**Position annotation records:**
________________________________________

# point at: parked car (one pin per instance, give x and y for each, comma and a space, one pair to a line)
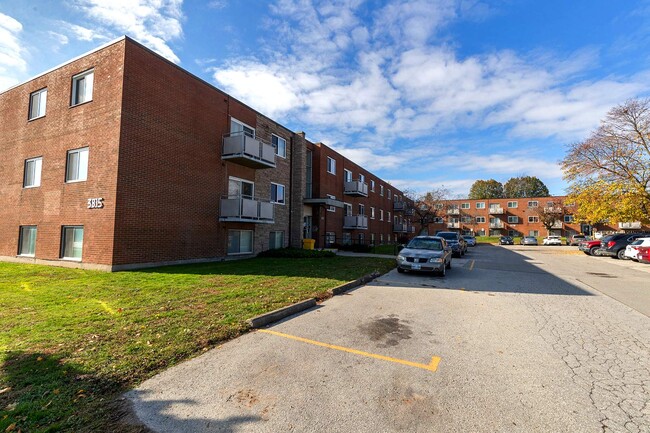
632, 250
471, 240
456, 242
615, 245
528, 240
576, 239
591, 247
552, 240
425, 253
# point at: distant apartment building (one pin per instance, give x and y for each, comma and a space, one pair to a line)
120, 159
515, 217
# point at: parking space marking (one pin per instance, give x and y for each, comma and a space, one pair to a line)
432, 366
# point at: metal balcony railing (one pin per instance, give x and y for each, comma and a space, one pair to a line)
356, 188
243, 149
355, 222
246, 209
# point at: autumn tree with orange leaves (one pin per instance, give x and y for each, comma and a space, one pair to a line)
609, 172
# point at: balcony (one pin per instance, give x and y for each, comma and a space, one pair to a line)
636, 225
355, 222
242, 209
243, 149
356, 188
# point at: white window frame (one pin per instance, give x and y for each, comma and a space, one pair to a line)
81, 174
280, 145
275, 193
88, 78
240, 252
63, 242
331, 165
37, 104
31, 243
331, 208
33, 166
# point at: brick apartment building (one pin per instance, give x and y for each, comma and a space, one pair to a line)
515, 217
120, 159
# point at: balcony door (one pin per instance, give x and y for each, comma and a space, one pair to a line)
240, 188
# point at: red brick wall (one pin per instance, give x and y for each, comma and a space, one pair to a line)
94, 124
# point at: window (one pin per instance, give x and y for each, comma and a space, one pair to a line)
82, 87
280, 145
27, 241
77, 165
331, 208
72, 239
276, 240
277, 193
240, 241
240, 188
237, 127
331, 165
37, 104
32, 177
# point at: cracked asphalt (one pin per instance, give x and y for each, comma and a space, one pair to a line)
514, 339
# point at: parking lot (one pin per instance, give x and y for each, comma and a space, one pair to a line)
512, 339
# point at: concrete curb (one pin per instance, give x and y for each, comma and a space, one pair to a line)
281, 313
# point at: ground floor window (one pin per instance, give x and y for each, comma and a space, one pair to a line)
240, 241
72, 239
276, 240
27, 241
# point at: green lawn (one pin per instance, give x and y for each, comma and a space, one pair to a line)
72, 340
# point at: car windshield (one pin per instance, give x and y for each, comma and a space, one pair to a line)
425, 244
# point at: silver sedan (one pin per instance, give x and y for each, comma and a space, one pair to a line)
426, 254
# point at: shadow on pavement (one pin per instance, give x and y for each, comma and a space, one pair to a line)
490, 268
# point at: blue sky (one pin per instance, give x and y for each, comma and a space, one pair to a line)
423, 93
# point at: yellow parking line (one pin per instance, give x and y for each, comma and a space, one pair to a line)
432, 366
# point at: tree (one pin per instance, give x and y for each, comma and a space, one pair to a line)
550, 215
610, 170
525, 186
428, 206
486, 189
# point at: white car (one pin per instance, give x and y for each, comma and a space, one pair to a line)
552, 240
632, 250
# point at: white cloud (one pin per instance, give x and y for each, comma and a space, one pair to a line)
12, 54
154, 23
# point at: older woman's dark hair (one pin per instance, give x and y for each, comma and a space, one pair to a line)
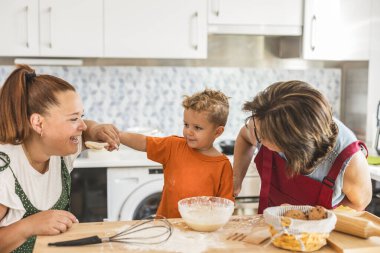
298, 119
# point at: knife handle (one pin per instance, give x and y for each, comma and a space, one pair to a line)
77, 242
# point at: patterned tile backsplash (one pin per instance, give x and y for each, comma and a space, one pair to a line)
151, 97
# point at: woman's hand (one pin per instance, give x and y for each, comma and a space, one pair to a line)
50, 222
103, 133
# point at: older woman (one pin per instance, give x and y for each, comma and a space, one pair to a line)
306, 157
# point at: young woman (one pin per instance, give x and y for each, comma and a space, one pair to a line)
41, 133
305, 157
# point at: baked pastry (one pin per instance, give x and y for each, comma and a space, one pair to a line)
317, 213
295, 214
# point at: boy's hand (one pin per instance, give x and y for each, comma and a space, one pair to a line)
104, 133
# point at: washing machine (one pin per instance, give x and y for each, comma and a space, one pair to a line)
133, 193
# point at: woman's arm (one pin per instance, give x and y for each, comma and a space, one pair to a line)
357, 183
102, 132
132, 140
49, 222
243, 153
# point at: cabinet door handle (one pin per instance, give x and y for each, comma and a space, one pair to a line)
194, 31
27, 25
215, 7
50, 43
313, 32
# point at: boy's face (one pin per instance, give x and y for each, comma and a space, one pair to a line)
198, 131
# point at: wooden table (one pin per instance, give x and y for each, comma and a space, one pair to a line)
183, 239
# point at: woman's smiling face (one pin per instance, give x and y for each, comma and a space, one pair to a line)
63, 125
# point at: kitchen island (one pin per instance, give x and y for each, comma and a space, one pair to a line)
183, 238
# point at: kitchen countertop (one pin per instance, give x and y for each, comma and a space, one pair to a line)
183, 239
131, 158
120, 158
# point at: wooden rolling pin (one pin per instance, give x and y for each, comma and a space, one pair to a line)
361, 224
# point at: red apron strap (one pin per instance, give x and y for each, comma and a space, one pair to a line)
266, 177
328, 182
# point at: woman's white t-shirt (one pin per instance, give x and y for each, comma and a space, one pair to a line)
43, 190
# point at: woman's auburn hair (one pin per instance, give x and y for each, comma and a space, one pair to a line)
298, 119
22, 94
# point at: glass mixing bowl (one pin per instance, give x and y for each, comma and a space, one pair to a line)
206, 213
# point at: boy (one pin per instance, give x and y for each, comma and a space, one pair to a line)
192, 166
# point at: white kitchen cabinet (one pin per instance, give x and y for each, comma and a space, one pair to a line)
51, 28
71, 28
262, 17
373, 75
155, 28
19, 28
336, 29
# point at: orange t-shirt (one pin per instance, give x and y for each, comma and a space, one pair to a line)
188, 173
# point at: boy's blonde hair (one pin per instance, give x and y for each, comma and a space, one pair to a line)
212, 101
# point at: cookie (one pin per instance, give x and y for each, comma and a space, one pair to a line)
295, 214
317, 213
95, 145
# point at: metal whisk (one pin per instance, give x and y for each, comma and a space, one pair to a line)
147, 231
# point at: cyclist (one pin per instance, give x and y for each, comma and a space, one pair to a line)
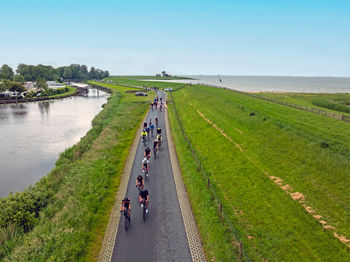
126, 205
145, 165
147, 153
144, 195
140, 182
152, 129
159, 138
155, 147
148, 130
144, 136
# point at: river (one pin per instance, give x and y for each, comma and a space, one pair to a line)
33, 134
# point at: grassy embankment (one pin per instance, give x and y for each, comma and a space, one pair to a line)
336, 103
241, 141
65, 214
122, 78
132, 80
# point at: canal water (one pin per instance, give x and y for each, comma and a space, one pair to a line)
33, 134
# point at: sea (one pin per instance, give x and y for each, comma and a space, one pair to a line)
274, 83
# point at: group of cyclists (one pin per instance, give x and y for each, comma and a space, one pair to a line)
157, 102
147, 132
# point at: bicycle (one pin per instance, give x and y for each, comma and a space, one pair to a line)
140, 188
155, 153
144, 208
146, 173
126, 219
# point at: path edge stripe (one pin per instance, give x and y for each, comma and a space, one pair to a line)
193, 238
109, 239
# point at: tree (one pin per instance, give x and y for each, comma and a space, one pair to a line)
6, 72
41, 84
67, 73
6, 84
18, 78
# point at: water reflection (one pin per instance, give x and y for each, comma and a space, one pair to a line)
44, 107
30, 143
18, 110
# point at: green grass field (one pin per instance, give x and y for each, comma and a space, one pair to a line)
308, 99
241, 142
82, 188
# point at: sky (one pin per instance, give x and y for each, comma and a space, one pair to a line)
231, 37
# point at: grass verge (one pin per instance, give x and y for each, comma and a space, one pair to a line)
269, 169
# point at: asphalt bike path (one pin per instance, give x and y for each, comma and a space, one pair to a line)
162, 236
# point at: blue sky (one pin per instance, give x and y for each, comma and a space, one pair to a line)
286, 37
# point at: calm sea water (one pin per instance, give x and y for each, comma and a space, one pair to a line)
33, 134
276, 83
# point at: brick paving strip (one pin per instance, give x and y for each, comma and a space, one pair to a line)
186, 211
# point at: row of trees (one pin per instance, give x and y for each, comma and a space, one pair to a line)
31, 73
17, 85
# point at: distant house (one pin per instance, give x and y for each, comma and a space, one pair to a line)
29, 85
54, 85
164, 74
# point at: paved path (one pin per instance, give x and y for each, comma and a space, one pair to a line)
162, 236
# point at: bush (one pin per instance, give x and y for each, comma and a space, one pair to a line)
22, 208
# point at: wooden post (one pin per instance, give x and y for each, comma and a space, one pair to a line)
240, 249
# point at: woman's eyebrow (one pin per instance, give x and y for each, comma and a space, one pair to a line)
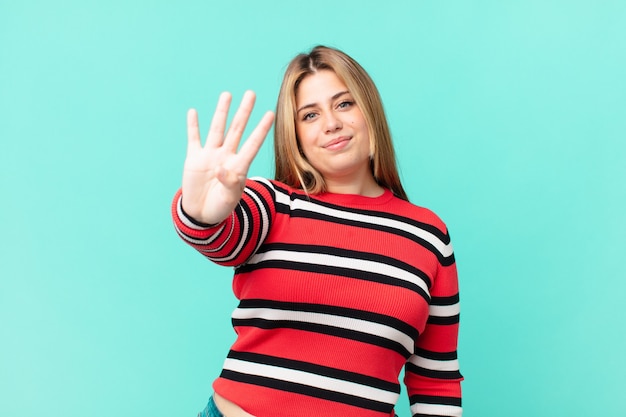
334, 97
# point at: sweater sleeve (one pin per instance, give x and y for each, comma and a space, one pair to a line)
233, 241
432, 375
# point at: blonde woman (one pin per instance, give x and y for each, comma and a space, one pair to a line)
342, 282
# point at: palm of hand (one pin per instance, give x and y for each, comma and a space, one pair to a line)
214, 175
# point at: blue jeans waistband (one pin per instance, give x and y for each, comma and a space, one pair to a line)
210, 410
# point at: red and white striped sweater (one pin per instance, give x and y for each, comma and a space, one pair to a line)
337, 294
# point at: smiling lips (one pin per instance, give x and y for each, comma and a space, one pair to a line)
337, 143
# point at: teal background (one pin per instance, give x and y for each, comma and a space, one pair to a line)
509, 119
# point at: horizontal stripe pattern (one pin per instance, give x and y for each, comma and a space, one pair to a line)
296, 376
431, 406
353, 264
430, 237
444, 310
434, 364
316, 255
365, 326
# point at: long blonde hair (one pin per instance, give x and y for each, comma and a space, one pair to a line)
292, 168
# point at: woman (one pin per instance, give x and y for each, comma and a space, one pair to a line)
342, 282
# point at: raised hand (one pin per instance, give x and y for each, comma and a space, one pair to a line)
214, 175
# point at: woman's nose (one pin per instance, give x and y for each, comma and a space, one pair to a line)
333, 123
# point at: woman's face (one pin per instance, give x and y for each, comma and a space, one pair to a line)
331, 130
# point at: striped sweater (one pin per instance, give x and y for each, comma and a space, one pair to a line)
337, 294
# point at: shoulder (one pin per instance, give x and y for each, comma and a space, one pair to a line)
418, 213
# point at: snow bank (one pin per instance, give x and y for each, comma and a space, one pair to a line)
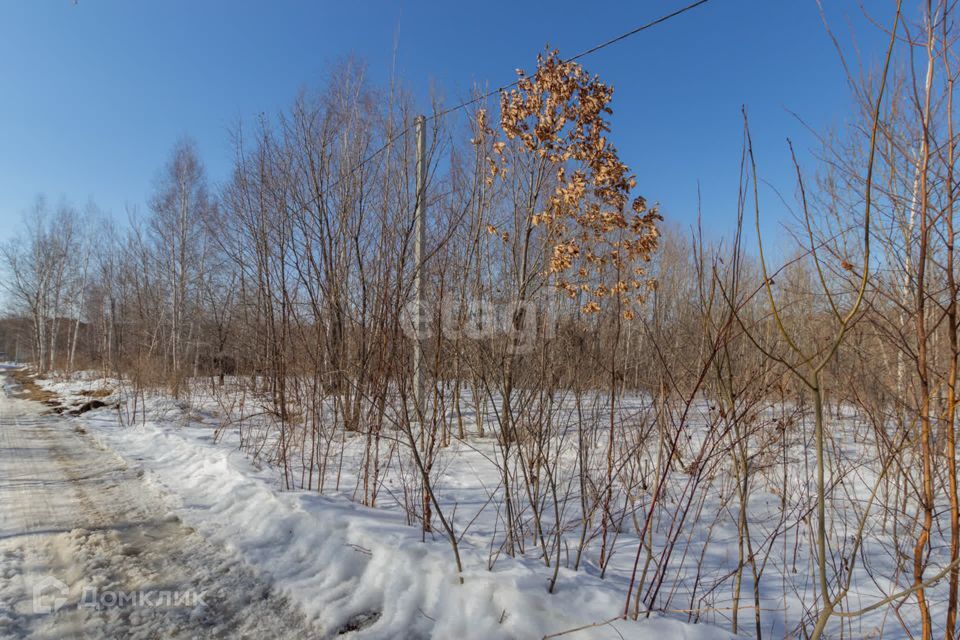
362, 569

________________________________________

**What you should do:** Retype exactly the lines from the one containing "# point at: red and" through the last line of the records above, both included, and leave out any pictures.

**Solution:**
# point at: red and white striped sweater (one pin per instance, give x and y for each, comma and a space, one pair to a line)
337, 294
# point at: smiling lips (one pin per instance, give x and y for each, comma and a space, one pair to a line)
337, 143
# point at: teal background (one pin per instance, give x and y for each, comma and a space, one pair to a line)
509, 119
# point at: horizontal stripe pattern (one pin per instance, give x and y for each, comma and a space, one pair to a line)
296, 376
431, 406
353, 264
430, 237
444, 310
434, 364
316, 255
365, 326
# point at: long blonde hair (one pin per instance, give x and y for each, comma and a space, one pair to a line)
292, 168
# point at: woman (one pin per instance, give x and y for each, comma and a space, one pair to a line)
342, 282
# point at: raised hand (one pin per instance, give x and y for each, comma and a space, one pair to a line)
214, 175
# point at: woman's nose (one pin per instance, give x and y for each, comma and a space, one pair to a line)
333, 123
# point at: woman's face (one pin per instance, give x and y for each, comma and a space, one pair to a line)
331, 130
# point at: striped sweater (one pin per instance, give x and y for each, comma and a space, one pair to a line)
337, 294
# point at: shoulder (one pin per instance, give x and y for each, comma and a space, one pair to a line)
418, 213
# point at: snow bank (one pin per instance, give x and y for each, comma and a space, one pair to a line)
362, 569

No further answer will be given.